> **What is needed**:
Word for word, transcribe the data below from the line with "the white building" to the line with "of the window", keeping both of those lines.

> **Data for processing**:
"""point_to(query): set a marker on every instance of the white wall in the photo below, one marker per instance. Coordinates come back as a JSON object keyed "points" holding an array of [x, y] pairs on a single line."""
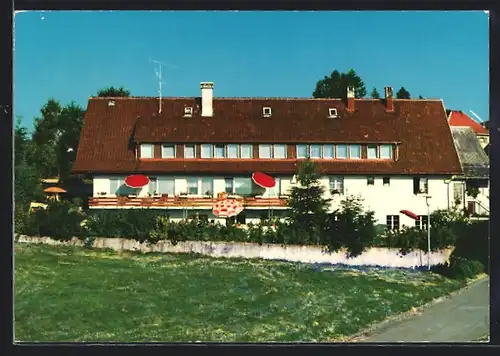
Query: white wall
{"points": [[383, 200]]}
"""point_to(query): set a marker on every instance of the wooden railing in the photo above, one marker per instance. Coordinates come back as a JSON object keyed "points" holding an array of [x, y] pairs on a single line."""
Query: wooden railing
{"points": [[181, 202]]}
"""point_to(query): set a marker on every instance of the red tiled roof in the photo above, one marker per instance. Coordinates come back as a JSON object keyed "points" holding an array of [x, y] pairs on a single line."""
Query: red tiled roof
{"points": [[420, 126], [458, 118]]}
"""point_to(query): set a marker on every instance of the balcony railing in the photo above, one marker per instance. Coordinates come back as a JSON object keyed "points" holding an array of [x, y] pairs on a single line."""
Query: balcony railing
{"points": [[182, 202]]}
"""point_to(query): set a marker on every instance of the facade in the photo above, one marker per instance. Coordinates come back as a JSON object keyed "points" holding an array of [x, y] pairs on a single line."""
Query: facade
{"points": [[391, 152]]}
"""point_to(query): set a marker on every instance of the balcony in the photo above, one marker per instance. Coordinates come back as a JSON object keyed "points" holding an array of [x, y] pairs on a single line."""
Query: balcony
{"points": [[183, 202]]}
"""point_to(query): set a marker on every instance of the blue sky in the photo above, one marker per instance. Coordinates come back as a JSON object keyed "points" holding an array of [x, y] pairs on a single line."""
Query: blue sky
{"points": [[70, 55]]}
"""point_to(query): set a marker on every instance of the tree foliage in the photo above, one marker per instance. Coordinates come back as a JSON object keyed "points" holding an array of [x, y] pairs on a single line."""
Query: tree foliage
{"points": [[113, 92], [375, 94], [308, 207], [403, 94], [335, 86]]}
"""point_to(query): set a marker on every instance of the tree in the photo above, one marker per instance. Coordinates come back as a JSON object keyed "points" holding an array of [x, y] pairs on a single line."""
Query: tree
{"points": [[375, 94], [308, 208], [403, 94], [113, 92], [335, 86]]}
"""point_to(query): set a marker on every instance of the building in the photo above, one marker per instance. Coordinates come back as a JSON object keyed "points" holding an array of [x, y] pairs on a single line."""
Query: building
{"points": [[391, 152], [476, 169], [457, 118]]}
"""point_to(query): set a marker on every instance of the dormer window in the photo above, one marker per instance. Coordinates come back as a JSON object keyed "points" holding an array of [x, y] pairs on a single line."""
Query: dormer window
{"points": [[266, 111]]}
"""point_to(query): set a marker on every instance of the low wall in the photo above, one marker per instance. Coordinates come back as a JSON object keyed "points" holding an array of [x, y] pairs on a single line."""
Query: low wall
{"points": [[386, 257]]}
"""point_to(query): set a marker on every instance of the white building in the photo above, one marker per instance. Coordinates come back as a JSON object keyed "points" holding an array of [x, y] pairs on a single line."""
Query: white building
{"points": [[391, 152]]}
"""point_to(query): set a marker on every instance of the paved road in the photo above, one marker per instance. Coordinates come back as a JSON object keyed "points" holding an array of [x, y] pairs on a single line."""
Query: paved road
{"points": [[461, 318]]}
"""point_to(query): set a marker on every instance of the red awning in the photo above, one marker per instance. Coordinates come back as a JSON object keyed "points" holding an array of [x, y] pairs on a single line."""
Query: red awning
{"points": [[409, 214], [136, 181], [263, 180]]}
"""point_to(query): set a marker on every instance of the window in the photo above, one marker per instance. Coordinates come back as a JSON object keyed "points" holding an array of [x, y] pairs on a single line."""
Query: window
{"points": [[386, 151], [243, 186], [422, 222], [153, 182], [264, 151], [372, 152], [147, 150], [355, 151], [207, 184], [114, 185], [315, 151], [328, 151], [392, 222], [192, 185], [232, 151], [336, 185], [166, 186], [275, 191], [420, 186], [168, 151], [229, 185], [341, 151], [279, 151], [189, 151], [220, 151], [206, 151], [246, 151], [302, 151]]}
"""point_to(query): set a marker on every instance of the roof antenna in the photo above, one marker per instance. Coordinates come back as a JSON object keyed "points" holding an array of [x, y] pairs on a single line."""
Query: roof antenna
{"points": [[476, 115], [158, 71]]}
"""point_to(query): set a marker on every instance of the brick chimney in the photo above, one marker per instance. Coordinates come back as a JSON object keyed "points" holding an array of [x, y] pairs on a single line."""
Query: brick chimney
{"points": [[350, 99], [389, 100], [207, 95]]}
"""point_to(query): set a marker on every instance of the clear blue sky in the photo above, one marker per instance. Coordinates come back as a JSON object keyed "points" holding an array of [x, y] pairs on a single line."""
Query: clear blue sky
{"points": [[70, 55]]}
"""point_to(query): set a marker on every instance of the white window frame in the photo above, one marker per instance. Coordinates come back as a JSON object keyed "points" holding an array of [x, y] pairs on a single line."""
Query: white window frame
{"points": [[368, 147], [163, 150], [211, 150], [390, 151], [284, 151], [264, 145], [218, 146], [194, 151], [337, 151], [250, 151], [320, 155], [390, 222], [350, 151], [336, 183], [147, 147], [307, 150]]}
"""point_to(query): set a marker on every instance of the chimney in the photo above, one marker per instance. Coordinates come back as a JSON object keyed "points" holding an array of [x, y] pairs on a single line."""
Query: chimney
{"points": [[207, 95], [389, 101], [350, 99]]}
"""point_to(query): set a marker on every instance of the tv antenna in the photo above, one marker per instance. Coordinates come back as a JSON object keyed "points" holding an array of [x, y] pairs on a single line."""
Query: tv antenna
{"points": [[476, 115]]}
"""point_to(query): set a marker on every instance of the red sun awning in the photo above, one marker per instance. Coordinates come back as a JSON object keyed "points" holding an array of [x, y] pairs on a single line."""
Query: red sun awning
{"points": [[136, 181], [263, 180], [409, 214]]}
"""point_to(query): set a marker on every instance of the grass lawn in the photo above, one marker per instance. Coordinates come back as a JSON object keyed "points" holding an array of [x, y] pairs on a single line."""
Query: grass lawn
{"points": [[77, 294]]}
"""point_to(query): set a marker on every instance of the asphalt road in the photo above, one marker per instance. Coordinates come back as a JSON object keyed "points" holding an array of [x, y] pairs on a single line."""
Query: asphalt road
{"points": [[461, 318]]}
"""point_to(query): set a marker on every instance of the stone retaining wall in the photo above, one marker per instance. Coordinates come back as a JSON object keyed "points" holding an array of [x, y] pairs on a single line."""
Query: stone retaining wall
{"points": [[386, 257]]}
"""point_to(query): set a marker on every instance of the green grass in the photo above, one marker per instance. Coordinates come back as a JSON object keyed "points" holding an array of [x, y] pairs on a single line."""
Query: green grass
{"points": [[77, 294]]}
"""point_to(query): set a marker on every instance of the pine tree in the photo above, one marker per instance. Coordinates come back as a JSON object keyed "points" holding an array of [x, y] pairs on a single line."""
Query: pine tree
{"points": [[308, 208]]}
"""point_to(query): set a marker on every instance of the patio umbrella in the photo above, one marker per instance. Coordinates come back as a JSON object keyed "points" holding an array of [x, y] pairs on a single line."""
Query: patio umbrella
{"points": [[227, 208], [409, 214]]}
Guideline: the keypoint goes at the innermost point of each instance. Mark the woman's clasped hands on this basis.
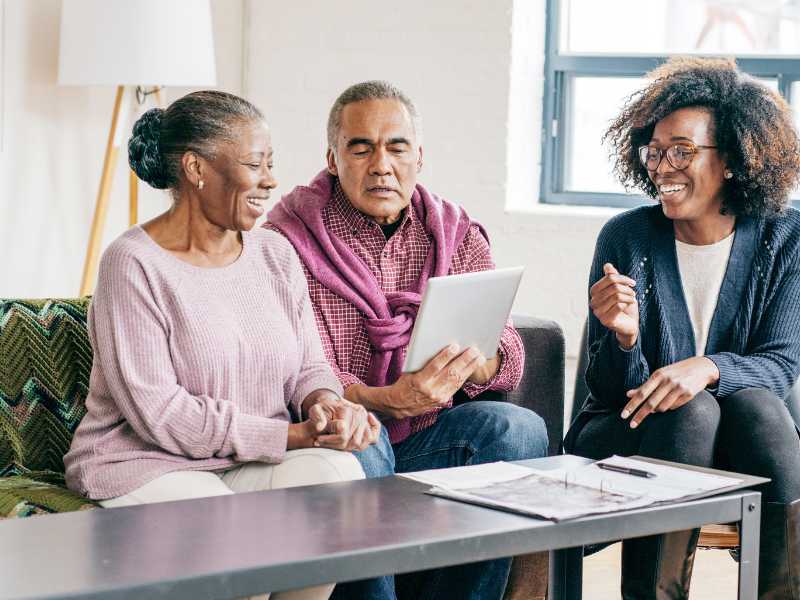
(335, 423)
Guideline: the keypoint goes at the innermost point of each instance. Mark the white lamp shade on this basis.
(136, 42)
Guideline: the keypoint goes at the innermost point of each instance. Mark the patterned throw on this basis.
(45, 362)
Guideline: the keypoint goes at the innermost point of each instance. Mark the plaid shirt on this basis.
(396, 264)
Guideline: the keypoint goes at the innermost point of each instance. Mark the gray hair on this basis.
(196, 122)
(369, 90)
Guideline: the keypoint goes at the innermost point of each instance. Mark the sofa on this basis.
(45, 362)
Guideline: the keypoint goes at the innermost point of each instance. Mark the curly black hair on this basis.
(753, 128)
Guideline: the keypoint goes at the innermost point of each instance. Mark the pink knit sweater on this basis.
(194, 368)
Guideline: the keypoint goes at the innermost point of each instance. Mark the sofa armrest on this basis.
(542, 385)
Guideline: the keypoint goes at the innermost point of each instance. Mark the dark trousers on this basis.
(475, 432)
(750, 431)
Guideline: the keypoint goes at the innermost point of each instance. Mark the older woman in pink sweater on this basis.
(209, 376)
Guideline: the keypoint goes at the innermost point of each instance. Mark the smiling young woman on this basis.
(694, 328)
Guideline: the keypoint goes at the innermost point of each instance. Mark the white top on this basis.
(702, 270)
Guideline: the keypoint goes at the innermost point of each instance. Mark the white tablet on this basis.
(468, 310)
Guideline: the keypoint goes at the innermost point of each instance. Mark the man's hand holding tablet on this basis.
(459, 323)
(434, 384)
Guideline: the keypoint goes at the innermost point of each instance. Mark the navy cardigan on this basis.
(754, 337)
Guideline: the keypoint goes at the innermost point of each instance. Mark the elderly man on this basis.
(369, 237)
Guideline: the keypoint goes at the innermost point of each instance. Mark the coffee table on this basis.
(244, 544)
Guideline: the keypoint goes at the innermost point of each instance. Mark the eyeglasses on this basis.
(678, 156)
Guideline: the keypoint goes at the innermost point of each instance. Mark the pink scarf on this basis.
(389, 316)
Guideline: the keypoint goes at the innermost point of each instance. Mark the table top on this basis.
(229, 546)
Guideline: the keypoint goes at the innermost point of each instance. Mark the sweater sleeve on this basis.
(130, 338)
(315, 371)
(478, 257)
(773, 358)
(611, 371)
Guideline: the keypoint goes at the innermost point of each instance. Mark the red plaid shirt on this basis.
(396, 264)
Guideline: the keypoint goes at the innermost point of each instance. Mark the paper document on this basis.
(567, 494)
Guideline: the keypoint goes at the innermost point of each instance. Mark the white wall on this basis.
(53, 151)
(481, 113)
(454, 60)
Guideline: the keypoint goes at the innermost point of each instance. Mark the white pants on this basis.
(299, 467)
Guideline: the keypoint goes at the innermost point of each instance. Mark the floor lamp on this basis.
(133, 46)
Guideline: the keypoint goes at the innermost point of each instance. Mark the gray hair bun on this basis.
(144, 152)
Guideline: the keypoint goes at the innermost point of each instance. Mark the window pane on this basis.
(680, 26)
(594, 102)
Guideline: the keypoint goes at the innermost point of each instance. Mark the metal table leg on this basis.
(749, 536)
(566, 574)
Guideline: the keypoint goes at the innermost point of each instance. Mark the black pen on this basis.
(626, 470)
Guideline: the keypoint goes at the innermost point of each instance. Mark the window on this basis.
(597, 54)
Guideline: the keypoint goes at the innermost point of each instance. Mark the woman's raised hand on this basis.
(613, 302)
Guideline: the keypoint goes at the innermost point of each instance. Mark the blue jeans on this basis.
(471, 433)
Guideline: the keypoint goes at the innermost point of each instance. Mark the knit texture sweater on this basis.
(754, 337)
(194, 368)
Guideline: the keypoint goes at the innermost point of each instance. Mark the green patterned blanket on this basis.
(45, 362)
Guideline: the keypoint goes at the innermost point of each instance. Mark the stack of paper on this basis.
(566, 494)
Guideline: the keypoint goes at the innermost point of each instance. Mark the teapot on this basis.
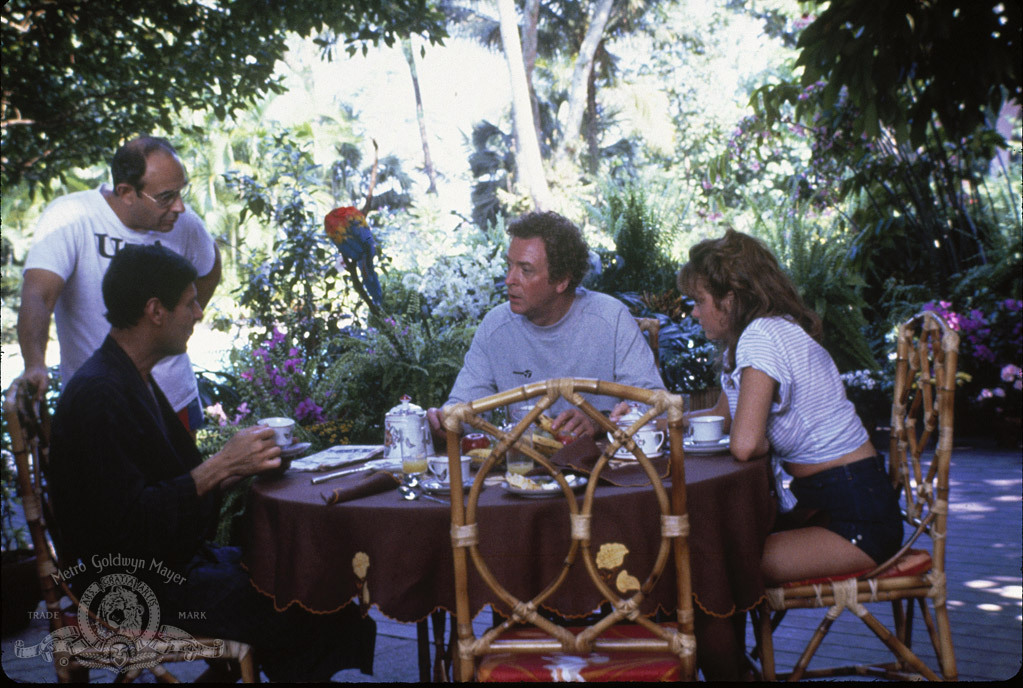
(406, 436)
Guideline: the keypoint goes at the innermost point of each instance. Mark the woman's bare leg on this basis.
(810, 552)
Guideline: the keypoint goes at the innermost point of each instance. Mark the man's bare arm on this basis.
(39, 295)
(207, 284)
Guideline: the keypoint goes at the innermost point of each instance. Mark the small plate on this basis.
(434, 487)
(295, 449)
(706, 447)
(548, 486)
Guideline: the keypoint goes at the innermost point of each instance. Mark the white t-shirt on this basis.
(76, 237)
(812, 421)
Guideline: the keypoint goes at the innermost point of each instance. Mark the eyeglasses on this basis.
(167, 198)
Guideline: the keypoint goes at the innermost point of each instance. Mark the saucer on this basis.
(706, 447)
(295, 449)
(547, 487)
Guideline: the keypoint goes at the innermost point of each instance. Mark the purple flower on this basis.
(1011, 372)
(309, 410)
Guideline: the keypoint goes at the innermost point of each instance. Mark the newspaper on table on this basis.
(336, 457)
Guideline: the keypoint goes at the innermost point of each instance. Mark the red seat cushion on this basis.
(507, 667)
(914, 562)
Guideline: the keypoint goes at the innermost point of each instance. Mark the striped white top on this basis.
(813, 422)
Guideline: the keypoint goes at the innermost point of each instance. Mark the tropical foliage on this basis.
(79, 77)
(679, 136)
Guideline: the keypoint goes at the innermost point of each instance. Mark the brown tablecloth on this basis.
(397, 553)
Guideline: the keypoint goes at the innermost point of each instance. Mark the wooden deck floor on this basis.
(985, 555)
(985, 559)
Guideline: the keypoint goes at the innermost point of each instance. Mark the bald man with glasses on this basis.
(76, 237)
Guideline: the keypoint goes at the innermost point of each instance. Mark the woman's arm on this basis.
(749, 427)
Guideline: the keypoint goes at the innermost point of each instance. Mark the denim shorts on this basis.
(860, 503)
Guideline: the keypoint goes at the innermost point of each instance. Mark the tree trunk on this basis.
(528, 159)
(580, 77)
(531, 13)
(428, 165)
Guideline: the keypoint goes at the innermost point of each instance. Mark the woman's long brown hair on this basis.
(743, 266)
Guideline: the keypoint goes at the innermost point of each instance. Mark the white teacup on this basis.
(439, 467)
(707, 428)
(650, 441)
(648, 438)
(283, 429)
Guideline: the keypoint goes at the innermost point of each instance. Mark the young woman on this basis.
(782, 394)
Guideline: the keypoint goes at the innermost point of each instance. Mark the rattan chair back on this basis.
(921, 457)
(465, 533)
(29, 425)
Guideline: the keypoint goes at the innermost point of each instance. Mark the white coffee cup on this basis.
(707, 428)
(439, 467)
(650, 441)
(283, 429)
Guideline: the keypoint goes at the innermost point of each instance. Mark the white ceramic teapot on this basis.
(406, 436)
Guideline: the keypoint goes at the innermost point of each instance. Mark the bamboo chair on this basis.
(651, 328)
(668, 650)
(73, 652)
(922, 410)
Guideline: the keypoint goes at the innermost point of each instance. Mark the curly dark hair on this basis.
(139, 272)
(742, 265)
(568, 255)
(128, 166)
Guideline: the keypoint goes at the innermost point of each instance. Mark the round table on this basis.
(397, 553)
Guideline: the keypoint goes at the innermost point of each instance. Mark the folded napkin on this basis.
(360, 485)
(582, 455)
(336, 457)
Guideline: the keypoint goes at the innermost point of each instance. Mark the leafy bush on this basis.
(641, 259)
(688, 360)
(818, 259)
(418, 358)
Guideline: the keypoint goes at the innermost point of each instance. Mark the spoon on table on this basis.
(410, 494)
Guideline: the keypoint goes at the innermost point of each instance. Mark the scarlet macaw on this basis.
(349, 231)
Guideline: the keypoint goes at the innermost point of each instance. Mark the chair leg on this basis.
(247, 666)
(440, 662)
(898, 648)
(946, 654)
(423, 647)
(765, 642)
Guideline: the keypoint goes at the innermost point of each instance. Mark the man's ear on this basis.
(154, 311)
(126, 192)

> **Completed exercise**:
"""point_to(query): set a marker on every instance of the white building in the photo above, one marker per instance. Coordinates come back as a JSON object keyed "points" holding an array of [x, y] pairs on a single line."""
Query: white building
{"points": [[391, 152]]}
"""point_to(query): set a marker on every instance of the paved road in the photo above, one marker per instance. Coordinates come back as a JSON object keyed "points" holding an array of [x, y] pairs on a single line."""
Query: paved road
{"points": [[461, 318]]}
"""point_to(query): set a marker on every instance of the red awning in the photo above, one marker per instance. Coordinates come back as a JSON object keyed "points" holding an array of [x, y] pairs on a single line."""
Query: red awning
{"points": [[409, 214], [136, 181], [263, 180]]}
"""point_to(query): set a marker on every instance of the window in the photo above, one marker per instance. Coordinates come back as a JSON object keyed "points" holding an array of [x, y] pairs on a single line."""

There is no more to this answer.